Goal -
Lay out all of the rows below as a two-column CSV with the headers input and output, one CSV line for each row. Put the row's text in input and its answer in output, each in a single quoted field with every line break replaced by a space.

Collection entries
---------------
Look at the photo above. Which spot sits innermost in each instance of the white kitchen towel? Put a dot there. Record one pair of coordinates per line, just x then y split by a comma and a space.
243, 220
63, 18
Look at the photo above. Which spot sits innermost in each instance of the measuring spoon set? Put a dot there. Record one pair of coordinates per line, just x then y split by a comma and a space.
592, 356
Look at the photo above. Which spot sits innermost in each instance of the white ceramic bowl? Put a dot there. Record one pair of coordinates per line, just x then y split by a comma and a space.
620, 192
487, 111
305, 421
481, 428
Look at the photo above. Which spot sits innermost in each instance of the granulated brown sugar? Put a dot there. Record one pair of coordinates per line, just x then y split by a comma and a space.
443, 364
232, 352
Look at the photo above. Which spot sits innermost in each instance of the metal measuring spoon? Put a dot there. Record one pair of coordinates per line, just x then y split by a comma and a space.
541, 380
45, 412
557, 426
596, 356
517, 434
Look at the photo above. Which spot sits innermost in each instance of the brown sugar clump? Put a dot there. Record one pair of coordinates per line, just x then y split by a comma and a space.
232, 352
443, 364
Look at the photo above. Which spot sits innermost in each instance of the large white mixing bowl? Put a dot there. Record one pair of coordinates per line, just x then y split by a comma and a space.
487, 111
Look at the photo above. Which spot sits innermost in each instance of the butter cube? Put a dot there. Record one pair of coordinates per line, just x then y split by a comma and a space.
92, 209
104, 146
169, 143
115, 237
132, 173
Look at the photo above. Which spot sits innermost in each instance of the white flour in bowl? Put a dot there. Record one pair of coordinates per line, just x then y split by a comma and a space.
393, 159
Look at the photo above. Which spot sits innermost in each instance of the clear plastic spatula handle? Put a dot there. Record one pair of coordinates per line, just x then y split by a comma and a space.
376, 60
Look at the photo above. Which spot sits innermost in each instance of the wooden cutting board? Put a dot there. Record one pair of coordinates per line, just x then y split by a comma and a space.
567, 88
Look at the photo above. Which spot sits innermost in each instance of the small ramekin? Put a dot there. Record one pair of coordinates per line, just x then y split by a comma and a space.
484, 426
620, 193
---------------
Output -
input,output
"Look at the photo above. Which spot sits innermost in each instance of the white kitchen towel? Put a dot there. Record one pair of coordinates per line, just x then y split by a comma and a space.","243, 220 63, 18"
"Look at the photo above. Which spot sits innermost in each instance of the measuring spoon set? Put a dot there. Record one pair of coordinates per line, just x then y split by a comma and a space.","592, 356"
"Look at the photo above. Which spot sits innermost in each instance of the white ceramic bowl? Put a dot there. Record one pair of coordinates per line, just x then y split by a comma and a space.","620, 192 487, 111 305, 421 481, 428"
"Look at the photo above. Which spot sits innermost in each instance of the granulated brown sugar? Put a dot there. Record one pair of coordinates per line, just x then y split by a comma and a space.","443, 364 232, 352"
"Look at the photo above. Which spot sits innermost in each instance of the metal measuring spoon? Put a dot there. Record one pair of coordinates per line, just x then y split by a comma and a space.","541, 380 45, 412 557, 426 596, 356 517, 434"
"Look at the photo above. Which spot sits innermost in each instance of the brown sugar clump? Put a dot there. Record one pair of coordinates per line, just x then y split by a comma and a space.","232, 352 443, 364"
"Look at the photo above. Which spot sits innermost in each instance of the large white mixing bowl? Put a dot there. Record one pair of coordinates per line, just x then y split by a comma and a space.","487, 111"
"Look at the photo above. Which spot sits innermost in each instance of the butter cube? Put a dot there. Record one pair of coordinates per line, just x then y split by a comma and a space.","92, 209 104, 146 169, 143 115, 237 132, 173"
"Look at the photo above. Which spot sits innermost in each instance of the white flour in bowl? Put a dot there. Record one pair of coordinates per line, just x then y split by a comma and a space.","393, 159"
"Look at the photo above. Which spot sits innermost in each instance of the clear plastic spatula handle? Put a dot there. Record one pair of coordinates per line, just x then y split by a comma and a space.","376, 60"
"Look at the photo above. Which spot sits innermost in each instance of the wooden cutting board? Put a dot there. Record one pair of coordinates per line, just x then y split by a comma and a space.","567, 88"
"Look at the photo above. Which spot sits innermost in each instance of the small ramekin? Put a dot there. Record one pair of coordinates per line, just x then y split by a comma and a space.","484, 426 620, 193"